(Description of the task): Check every line of the data for the string "rocky" and copy the ones that have it.

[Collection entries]
BEGIN

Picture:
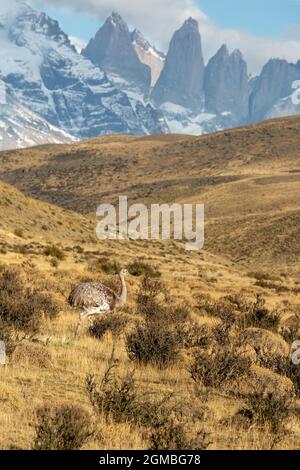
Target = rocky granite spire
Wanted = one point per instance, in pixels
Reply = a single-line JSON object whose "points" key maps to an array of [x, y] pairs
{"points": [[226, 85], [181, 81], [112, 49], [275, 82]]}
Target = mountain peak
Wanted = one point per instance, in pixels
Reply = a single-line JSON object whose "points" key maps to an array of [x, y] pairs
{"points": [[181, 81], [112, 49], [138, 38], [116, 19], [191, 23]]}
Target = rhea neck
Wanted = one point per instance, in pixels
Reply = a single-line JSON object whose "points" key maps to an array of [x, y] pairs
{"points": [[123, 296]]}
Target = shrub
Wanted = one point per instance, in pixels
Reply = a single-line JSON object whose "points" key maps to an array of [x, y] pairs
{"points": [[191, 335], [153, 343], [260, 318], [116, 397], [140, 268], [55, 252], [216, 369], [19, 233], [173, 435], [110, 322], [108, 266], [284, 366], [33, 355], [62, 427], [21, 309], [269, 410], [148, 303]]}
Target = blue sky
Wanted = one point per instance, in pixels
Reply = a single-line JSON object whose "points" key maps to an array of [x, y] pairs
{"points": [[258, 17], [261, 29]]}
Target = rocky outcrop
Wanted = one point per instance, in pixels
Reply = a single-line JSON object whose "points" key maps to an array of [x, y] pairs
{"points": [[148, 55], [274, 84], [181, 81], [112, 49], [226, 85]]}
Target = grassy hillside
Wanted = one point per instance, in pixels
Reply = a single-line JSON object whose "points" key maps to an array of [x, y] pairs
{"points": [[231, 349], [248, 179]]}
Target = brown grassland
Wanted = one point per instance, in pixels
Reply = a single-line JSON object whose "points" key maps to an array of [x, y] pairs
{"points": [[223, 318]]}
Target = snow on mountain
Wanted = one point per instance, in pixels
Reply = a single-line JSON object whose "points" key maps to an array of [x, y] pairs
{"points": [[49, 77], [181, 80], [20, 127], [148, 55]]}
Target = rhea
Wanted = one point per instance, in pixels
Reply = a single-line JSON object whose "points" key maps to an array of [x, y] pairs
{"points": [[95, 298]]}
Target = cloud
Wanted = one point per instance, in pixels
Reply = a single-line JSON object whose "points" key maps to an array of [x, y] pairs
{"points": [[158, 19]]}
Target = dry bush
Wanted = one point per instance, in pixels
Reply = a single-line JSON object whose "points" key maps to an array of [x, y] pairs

END

(The completed task):
Target = rocky granite spire
Target = rocky outcrop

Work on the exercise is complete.